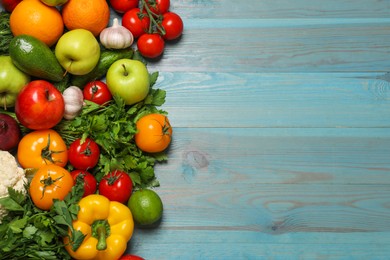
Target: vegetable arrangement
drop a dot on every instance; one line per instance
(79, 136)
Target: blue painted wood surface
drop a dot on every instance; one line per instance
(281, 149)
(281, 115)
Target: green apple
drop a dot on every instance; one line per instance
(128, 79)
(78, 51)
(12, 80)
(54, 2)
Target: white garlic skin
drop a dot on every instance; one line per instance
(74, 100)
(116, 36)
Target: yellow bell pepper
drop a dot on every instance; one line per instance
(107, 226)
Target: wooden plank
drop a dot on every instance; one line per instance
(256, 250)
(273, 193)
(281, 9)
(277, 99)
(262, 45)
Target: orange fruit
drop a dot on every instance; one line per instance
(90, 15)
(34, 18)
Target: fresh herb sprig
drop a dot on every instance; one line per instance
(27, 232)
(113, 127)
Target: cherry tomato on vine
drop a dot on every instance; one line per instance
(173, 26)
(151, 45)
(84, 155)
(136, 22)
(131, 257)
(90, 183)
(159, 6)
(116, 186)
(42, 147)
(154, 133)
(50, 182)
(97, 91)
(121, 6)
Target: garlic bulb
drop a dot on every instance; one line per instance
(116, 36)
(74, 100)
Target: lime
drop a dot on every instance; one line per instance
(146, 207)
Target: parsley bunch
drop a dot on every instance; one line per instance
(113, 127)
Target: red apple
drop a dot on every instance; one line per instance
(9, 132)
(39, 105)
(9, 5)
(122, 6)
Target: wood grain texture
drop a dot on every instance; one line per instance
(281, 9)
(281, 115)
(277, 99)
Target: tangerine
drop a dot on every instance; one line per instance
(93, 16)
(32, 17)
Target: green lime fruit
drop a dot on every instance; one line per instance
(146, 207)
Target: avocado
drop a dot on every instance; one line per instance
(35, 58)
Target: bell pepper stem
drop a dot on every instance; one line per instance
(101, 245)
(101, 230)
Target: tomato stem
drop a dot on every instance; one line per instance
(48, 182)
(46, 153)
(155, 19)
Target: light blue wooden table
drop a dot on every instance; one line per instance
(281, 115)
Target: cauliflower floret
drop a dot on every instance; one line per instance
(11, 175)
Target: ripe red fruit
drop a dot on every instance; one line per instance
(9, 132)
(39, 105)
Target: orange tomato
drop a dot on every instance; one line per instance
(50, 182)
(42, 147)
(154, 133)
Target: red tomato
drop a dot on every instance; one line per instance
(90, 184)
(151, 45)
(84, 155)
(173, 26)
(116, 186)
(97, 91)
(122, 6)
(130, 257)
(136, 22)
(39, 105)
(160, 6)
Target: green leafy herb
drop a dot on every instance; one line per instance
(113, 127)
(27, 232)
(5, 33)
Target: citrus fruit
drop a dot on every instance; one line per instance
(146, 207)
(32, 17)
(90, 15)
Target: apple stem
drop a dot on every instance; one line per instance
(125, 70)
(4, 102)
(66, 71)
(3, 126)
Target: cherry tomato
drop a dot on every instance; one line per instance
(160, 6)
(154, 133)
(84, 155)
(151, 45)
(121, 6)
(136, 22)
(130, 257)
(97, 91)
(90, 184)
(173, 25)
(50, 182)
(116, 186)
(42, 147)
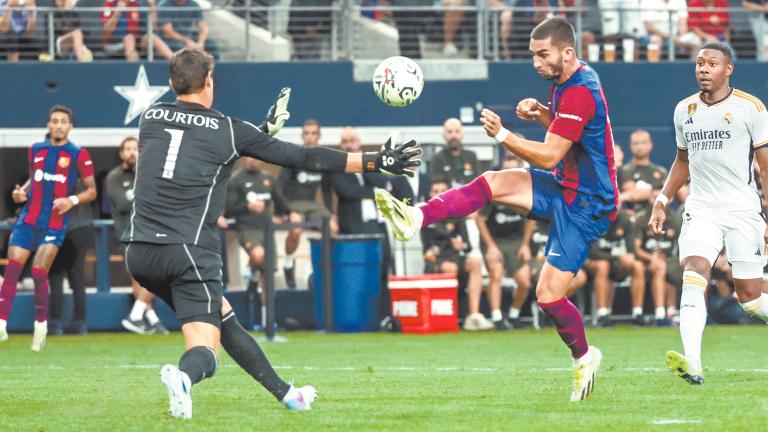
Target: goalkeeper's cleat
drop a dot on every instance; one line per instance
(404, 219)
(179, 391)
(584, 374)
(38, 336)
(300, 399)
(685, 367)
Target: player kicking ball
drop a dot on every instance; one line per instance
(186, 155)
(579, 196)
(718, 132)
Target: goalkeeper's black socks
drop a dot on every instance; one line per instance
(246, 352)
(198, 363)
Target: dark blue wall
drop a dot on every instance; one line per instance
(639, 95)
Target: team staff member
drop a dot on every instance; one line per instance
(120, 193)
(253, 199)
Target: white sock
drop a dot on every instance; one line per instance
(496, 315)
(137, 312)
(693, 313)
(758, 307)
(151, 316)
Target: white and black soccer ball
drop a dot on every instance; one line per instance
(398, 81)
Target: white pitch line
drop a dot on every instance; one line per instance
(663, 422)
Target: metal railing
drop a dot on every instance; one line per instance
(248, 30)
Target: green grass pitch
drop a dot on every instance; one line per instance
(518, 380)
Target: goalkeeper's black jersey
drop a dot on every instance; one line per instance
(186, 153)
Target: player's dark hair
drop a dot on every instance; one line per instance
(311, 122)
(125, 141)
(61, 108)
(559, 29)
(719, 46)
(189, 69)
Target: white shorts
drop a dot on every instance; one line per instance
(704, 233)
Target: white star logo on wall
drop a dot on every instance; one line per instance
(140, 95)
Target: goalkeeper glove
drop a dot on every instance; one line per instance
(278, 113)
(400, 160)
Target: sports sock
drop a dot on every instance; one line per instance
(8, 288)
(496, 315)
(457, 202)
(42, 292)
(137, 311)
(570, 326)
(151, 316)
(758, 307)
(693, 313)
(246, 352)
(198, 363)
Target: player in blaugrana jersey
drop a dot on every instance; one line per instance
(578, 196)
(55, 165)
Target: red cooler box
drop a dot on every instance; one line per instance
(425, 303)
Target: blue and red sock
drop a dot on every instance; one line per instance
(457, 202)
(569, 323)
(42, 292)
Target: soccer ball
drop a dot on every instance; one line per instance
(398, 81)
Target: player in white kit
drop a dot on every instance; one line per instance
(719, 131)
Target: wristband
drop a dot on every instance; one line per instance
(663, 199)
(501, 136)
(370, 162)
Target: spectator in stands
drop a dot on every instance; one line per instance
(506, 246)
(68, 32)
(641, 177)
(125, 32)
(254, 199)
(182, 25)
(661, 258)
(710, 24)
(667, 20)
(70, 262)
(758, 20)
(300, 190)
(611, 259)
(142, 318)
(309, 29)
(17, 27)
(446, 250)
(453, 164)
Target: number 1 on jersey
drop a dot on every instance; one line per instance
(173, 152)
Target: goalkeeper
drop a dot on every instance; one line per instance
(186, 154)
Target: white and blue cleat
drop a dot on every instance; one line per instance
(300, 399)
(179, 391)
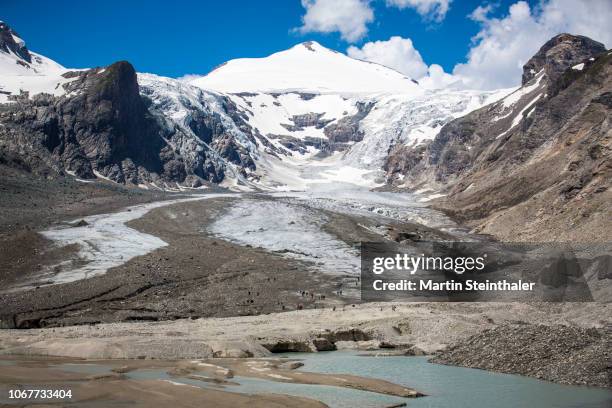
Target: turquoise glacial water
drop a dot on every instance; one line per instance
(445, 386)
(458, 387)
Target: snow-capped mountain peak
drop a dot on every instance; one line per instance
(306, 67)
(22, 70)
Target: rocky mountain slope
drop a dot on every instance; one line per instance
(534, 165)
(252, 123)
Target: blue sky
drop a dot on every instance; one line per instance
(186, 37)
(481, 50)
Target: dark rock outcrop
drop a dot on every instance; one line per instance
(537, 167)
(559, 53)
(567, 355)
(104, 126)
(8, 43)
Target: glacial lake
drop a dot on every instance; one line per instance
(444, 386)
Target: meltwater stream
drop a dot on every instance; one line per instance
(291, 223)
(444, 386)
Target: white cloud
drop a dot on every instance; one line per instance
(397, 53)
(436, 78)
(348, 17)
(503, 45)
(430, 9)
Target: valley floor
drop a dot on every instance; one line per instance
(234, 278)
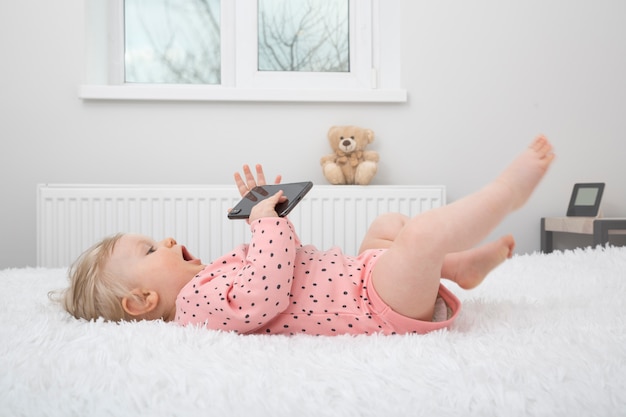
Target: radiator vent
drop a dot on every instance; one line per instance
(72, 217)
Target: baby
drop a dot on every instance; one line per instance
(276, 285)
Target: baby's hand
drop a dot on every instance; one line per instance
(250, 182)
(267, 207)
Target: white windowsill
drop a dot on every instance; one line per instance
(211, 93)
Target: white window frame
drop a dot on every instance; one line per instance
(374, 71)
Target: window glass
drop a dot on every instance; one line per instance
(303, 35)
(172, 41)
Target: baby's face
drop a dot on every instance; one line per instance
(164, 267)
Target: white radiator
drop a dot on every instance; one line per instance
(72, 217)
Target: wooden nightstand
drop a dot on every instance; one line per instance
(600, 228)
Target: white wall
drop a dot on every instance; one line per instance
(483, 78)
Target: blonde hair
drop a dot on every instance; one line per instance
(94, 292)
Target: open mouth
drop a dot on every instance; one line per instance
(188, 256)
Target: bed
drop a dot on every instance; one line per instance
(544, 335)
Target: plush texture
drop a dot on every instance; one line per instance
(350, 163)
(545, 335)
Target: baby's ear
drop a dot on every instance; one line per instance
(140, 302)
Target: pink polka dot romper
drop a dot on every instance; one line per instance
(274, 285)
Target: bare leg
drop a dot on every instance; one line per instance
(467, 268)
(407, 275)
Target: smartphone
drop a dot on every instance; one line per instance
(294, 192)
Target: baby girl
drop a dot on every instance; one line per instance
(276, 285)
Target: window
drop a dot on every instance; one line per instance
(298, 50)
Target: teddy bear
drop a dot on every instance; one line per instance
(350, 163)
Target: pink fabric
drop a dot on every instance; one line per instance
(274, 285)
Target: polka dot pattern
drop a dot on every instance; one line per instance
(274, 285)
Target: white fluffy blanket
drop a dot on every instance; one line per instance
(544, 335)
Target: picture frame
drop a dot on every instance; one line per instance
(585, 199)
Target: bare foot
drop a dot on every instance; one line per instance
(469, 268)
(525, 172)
---
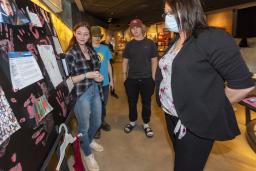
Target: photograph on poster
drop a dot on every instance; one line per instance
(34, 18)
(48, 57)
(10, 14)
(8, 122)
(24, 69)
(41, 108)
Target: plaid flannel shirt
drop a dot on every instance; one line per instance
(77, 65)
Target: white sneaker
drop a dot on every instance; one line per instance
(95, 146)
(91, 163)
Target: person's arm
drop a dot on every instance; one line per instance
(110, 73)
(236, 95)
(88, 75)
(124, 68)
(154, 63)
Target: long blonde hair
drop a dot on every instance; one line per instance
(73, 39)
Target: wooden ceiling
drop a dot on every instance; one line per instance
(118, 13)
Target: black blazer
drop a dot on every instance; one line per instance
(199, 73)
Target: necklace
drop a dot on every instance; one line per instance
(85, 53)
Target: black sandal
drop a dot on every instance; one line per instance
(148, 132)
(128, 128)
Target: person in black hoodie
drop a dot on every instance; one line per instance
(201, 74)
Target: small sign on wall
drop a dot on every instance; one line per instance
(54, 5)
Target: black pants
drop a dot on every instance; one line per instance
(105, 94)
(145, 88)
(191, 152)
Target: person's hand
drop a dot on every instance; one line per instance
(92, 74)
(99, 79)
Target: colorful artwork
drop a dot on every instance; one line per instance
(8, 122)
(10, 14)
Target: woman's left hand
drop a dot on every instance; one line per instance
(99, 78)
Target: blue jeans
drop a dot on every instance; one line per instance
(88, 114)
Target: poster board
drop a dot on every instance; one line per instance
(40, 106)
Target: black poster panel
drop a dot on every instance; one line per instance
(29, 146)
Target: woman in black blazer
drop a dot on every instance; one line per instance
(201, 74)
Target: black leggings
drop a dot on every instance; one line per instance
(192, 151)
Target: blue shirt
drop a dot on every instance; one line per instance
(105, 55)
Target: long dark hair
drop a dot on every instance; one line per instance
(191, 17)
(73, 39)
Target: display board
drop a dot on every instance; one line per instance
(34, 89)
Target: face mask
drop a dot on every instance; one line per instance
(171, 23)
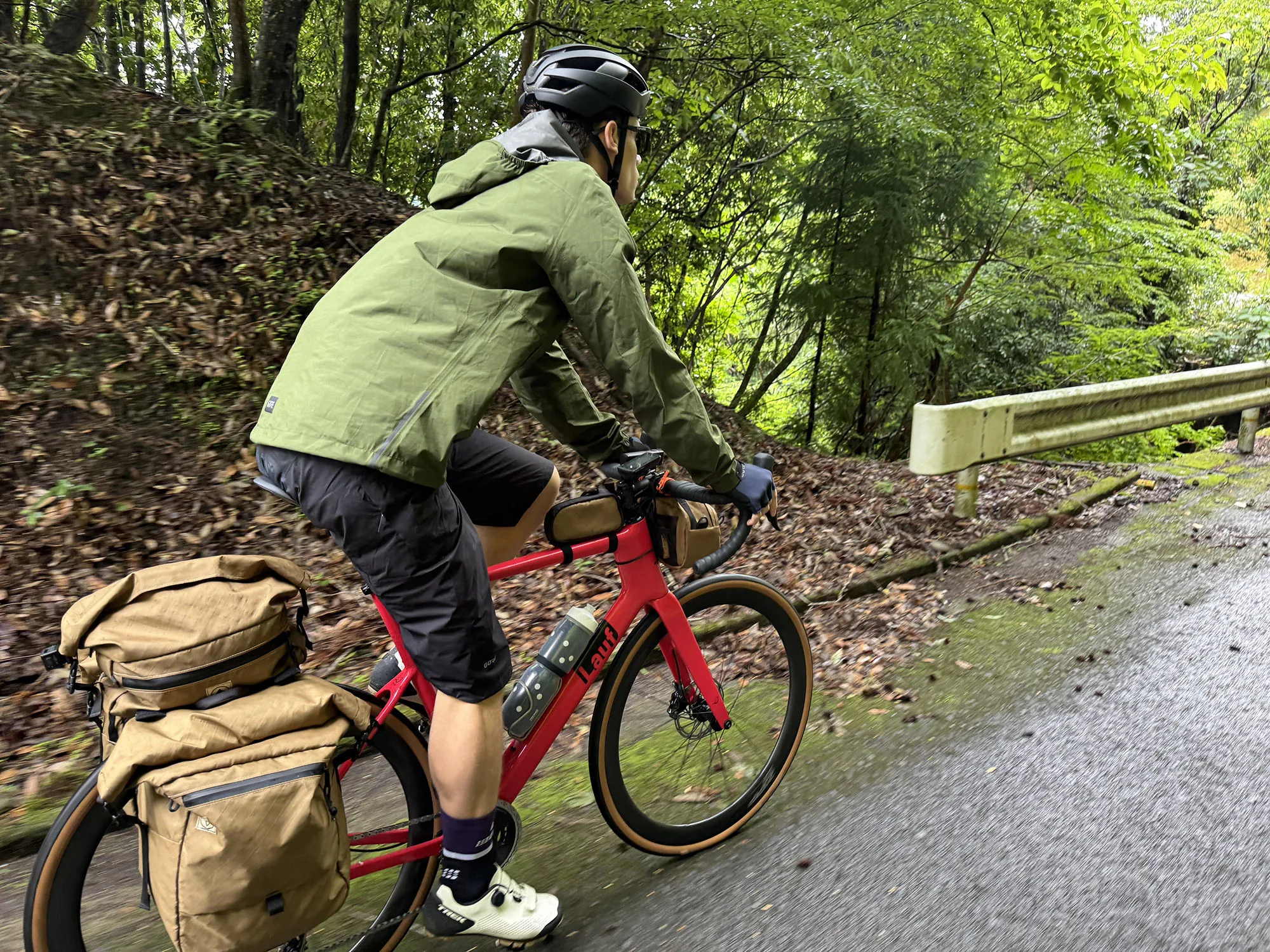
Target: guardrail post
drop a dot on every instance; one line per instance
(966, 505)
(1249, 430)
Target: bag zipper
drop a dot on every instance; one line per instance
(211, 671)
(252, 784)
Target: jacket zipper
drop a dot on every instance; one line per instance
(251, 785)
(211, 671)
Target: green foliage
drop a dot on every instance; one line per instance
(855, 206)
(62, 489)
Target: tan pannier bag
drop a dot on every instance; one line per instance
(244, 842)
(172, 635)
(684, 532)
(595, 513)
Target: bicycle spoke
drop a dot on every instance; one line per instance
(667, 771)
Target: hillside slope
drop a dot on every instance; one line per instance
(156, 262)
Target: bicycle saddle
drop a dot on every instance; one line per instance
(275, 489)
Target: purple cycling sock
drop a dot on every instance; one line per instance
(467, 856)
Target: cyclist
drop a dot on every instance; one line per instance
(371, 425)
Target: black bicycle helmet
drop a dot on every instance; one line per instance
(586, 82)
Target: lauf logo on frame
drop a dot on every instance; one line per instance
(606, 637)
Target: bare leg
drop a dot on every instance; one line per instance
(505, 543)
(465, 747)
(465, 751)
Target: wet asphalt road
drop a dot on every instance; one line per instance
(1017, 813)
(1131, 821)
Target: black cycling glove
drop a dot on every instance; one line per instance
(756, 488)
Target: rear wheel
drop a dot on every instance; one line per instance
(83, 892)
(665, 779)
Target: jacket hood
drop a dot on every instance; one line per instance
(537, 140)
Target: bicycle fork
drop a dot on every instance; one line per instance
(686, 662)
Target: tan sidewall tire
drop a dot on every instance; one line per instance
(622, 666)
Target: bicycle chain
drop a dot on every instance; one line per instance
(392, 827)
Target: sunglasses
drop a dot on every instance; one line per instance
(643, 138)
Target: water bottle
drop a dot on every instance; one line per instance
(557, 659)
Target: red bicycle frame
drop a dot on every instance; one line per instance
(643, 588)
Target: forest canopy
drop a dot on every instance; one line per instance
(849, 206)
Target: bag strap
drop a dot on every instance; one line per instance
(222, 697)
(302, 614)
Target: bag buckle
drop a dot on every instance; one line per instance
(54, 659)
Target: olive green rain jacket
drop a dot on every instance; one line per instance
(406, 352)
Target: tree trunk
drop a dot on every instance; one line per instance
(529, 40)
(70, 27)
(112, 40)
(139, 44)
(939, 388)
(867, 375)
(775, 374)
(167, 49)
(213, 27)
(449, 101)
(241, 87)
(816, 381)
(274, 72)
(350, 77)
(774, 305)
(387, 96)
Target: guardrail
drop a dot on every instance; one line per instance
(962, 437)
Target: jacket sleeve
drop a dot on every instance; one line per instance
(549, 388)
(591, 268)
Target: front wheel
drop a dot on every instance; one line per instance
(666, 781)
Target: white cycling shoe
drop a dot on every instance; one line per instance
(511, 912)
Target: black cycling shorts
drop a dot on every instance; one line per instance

INSTRUCTION → Please pull out every line in the listing above that contains the string "pepper".

EXPECTED OUTPUT →
Target: yellow bell pepper
Target: bell pepper stem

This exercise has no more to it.